───── 所给游记 ─────

早餐就在路边的川菜馆子解决,进去的时候已经有一批游人在里面了。闲聊起来才知道,人家是一早从拉萨包车过来的,要去纳木错。他们问我们是什么时候从拉萨出发的,我们不好意思的说:前天。那几个人大呼:前天?你们去哪里了呀?后来那个藏族老司机说:修路对大车很严,小车基本没什么问题,如果你是早上8点之前或晚上9点之后,他们都下班了,也就没人拦你了。得了这些经验,我们回去就不用再去走那些可怕的山路了。我们还向他问了问藏北的路状,万一我们还有希望去呢。
我们在拉萨的时候就知道这几天那曲有赛马会,可没想到当雄也有,按当地人指的方向去纳木错,可一出镇子就发现前面的平原上有无数的路,你根本不知走哪一条。跟笨笨说,跟着前面的大吉普车好了,他们应该也是去纳木错的。开了一会,纳木错的路没找着,我们直接进了赛马会场。哎,调头再找。好在纳木错是藏文音译过来的,说起来人家藏民也听得懂,所有人手指的方向都是一致的,但开出一段,我们就得找人重新确定方向。想必藏北的路也会是这样。

───── 所给数据 ─────

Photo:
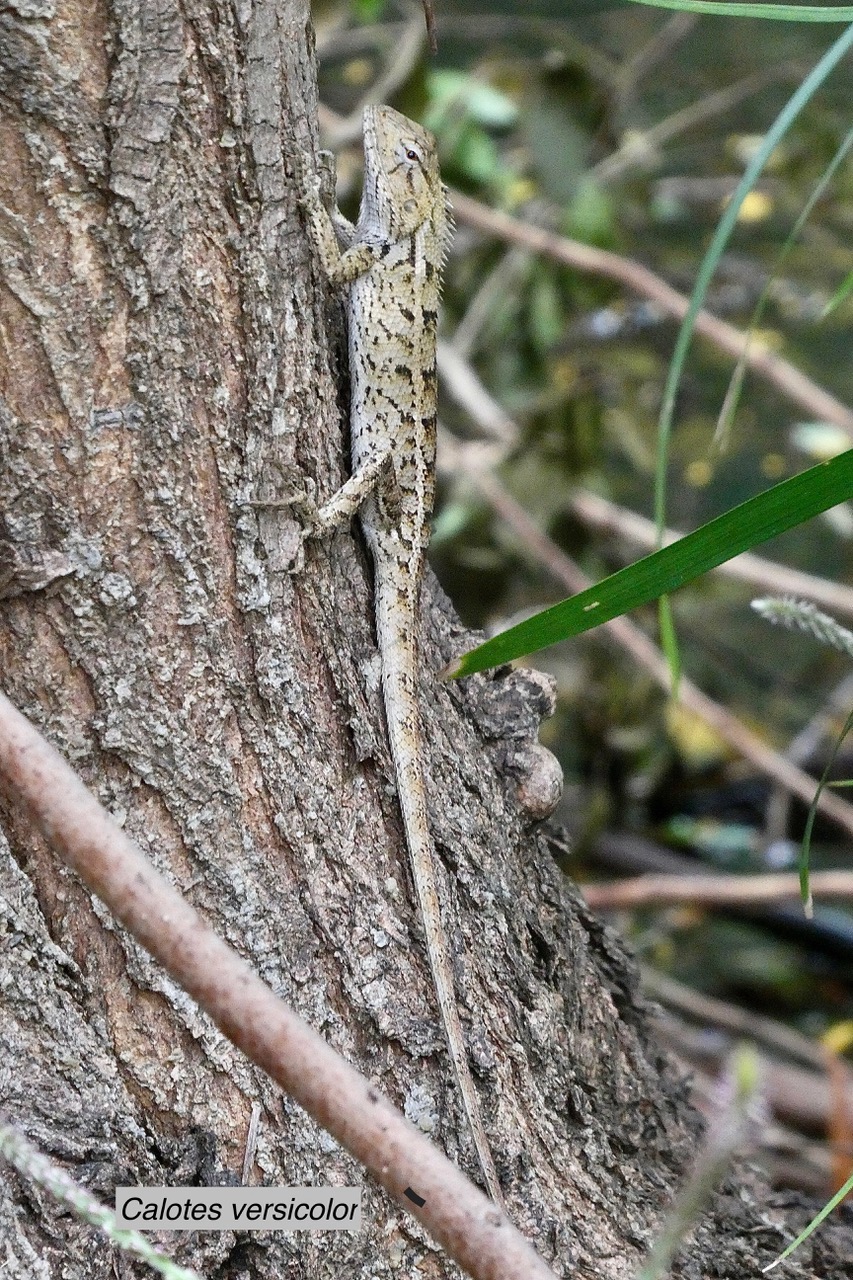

─────

要做的事:
1 - 把游记里从“我们在拉萨的时候就知道这几天”到“向。想必藏北的路也会是这样。”这一段,一字不差地重新打一遍。
2 - 游记中,作者一行跟着前面的大吉普车开了一会儿,结果直接开进了什么地方?
上面的数据和这篇游记没有关系。

各题答案:
1 -
我们在拉萨的时候就知道这几天那曲有赛马会,可没想到当雄也有,按当地人指的方向去纳木错,可一出镇子就发现前面的平原上有无数的路,你根本不知走哪一条。跟笨笨说,跟着前面的大吉普车好了,他们应该也是去纳木错的。开了一会,纳木错的路没找着,我们直接进了赛马会场。哎,调头再找。好在纳木错是藏文音译过来的,说起来人家藏民也听得懂,所有人手指的方向都是一致的,但开出一段,我们就得找人重新确定方向。想必藏北的路也会是这样。

2 - 赛马会场。